▶ To do
Continue the mailing-list thread about the DRBD crash and the clock problem, starting after its last sentence.

▶ Supplied text
____

I actually had put this problem aside for over a week due to other more
urgent work. It was only when using rpm to install some security updates
that I became aware of the time zone problem on the dodgy host. I'm not
positive that I had changed nothing else on either host. It was immediately
after fixing the time that I tried a max sync rate of 50 M/sec and managed
to get it to sync fairly constantly at 22,500 K/sec.

However, you have me thinking that your guess is right and that I may have
been experiencing the problems due to software RAID resyncing at the same
time, especially since after the host crashed the RAID would have to resync
too. I will attempt to do a drbd resysnc at the same time as a software RAID
resysnc and see how this goes.

Jeff.
Lars Ellenberg
2004-04-07 06:43:27 UTC
Permalink
/ 2004-04-07 11:37:05 +1000
Post by Jeff Goris
I actually had put this problem aside for over a week due to other more
urgent work. It was only when using rpm to install some security updates
that I became aware of the time zone problem on the dodgy host. I'm not
positive that I had changed nothing else on either host. It was immediately
after fixing the time that I tried a max sync rate of 50 M/sec and managed
to get it to sync fairly constantly at 22,500 K/sec.
DRBD has no idea about wall clock time or timezone.
So I can not think of how different wall clock time
on the peers would influence DRBD behaviour in any way.

Lars Ellenberg
Jeff Goris
2004-04-08 01:58:22 UTC
Permalink
Post by Lars Ellenberg
/ 2004-04-07 11:37:05 +1000
Post by Jeff Goris
I actually had put this problem aside for over a week due to other more
urgent work. It was only when using rpm to install some security updates
that I became aware of the time zone problem on the dodgy host. I'm not
positive that I had changed nothing else on either host. It was immediately
after fixing the time that I tried a max sync rate of 50 M/sec and managed
to get it to sync fairly constantly at 22,500 K/sec.
DRBD has no idea about wall clock time or timezone.
So I can not think of how different wall clock time
on the peers would influence DRBD behaviour in any way.
Lars Ellenberg
Sorry about all my previous posts being in a new thread. Hopefully, this won't
happen again.

Okay, I have reproduced the problem. The crash was caused whilst NTP was
drifting the clock from the incorrect time to the correct time. The clock was
wrong because a) system clock used UTC, b) I had a timezone about 18 hours
behind what it should have been, c) I manually set the time on this host to
the current local time and the system clock would have then been 18 hours
ahead of the other host.

____

▶ Listing
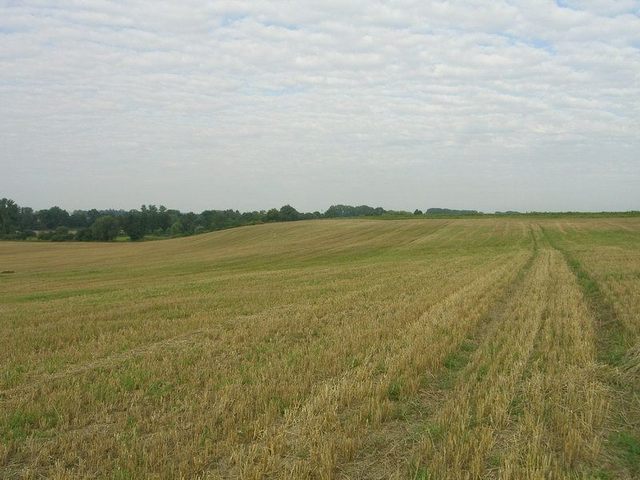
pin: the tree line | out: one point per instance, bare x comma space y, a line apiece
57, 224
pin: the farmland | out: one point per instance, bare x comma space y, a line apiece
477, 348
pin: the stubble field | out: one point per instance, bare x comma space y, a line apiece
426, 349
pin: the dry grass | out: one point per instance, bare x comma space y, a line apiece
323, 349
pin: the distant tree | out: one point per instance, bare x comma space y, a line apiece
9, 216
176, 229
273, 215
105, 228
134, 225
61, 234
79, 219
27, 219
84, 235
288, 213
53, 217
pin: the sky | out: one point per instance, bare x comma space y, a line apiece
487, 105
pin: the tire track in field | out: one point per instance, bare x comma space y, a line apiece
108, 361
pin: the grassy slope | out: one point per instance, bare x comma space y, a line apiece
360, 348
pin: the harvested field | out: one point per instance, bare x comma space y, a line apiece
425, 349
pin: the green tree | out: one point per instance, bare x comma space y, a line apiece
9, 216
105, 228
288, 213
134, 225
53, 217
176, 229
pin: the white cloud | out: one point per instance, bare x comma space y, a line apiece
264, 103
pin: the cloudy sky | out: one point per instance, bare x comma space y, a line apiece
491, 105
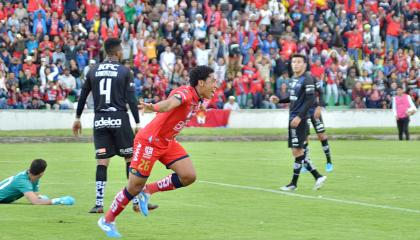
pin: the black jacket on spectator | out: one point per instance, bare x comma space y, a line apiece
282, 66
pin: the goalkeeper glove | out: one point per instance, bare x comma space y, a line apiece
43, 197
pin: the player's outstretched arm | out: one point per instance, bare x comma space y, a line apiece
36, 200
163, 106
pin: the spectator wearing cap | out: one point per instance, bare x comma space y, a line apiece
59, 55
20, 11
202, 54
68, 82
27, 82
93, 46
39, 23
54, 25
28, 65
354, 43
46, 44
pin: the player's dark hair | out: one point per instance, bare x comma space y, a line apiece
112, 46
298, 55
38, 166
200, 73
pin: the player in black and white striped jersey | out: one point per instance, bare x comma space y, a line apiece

____

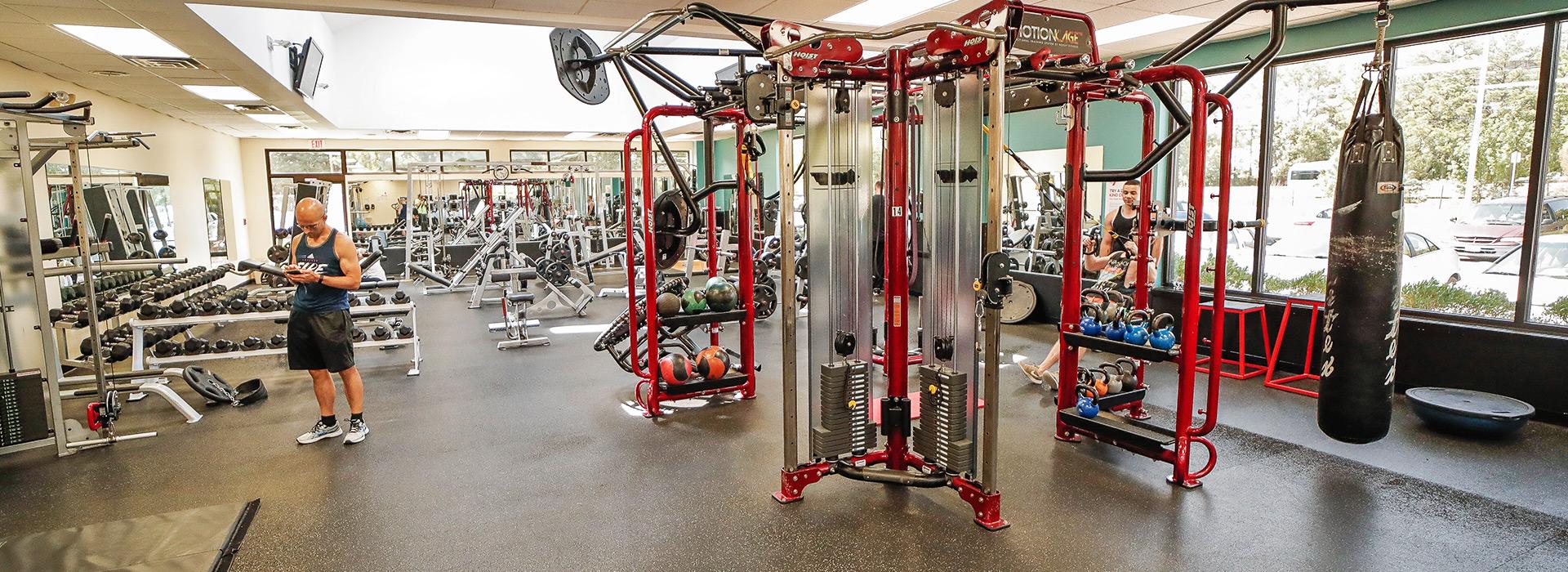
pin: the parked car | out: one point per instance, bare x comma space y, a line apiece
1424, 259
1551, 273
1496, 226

____

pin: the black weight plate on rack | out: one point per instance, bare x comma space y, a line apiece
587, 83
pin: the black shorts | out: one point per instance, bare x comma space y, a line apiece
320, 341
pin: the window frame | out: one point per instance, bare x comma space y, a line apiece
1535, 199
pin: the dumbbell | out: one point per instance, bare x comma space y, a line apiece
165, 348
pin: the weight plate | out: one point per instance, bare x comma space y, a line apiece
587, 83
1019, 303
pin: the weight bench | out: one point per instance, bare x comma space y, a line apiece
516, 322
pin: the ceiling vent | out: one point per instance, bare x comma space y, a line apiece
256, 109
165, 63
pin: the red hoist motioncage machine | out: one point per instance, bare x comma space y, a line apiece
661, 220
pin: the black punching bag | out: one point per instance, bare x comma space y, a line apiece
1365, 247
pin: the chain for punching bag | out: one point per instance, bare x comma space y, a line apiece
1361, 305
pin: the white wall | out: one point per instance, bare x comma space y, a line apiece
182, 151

____

▶ Solved exercise
To reproduce the problem I simply used the date command on the secondary to
set the wall clock time 3 hours in advance of the primary and manually started
a full sync on the primary. Part way through the sync the secondary locks up
and the primary looks like this:

version: 0.6.12 (api:64/proto:62)

0: cs:WFConnection st:Primary/Unknown ns:267736652 nr:0 dw:144 dr:267736805
pe:0 ua:0
NEEDS_SYNC

Jeff.
Lars Ellenberg
2004-04-08 09:59:54 UTC
Permalink
/ 2004-04-08 01:58:22 +0000
Post by Jeff Goris
Post by Lars Ellenberg
/ 2004-04-07 11:37:05 +1000
Post by Jeff Goris
I actually had put this problem aside for over a week due to other more
urgent work. It was only when using rpm to install some security updates
that I became aware of the time zone problem on the dodgy host. I'm not
positive that I had changed nothing else on either host. It was immediately
after fixing the time that I tried a max sync rate of 50 M/sec and managed
to get it to sync fairly constantly at 22,500 K/sec.
DRBD has no idea about wall clock time or timezone.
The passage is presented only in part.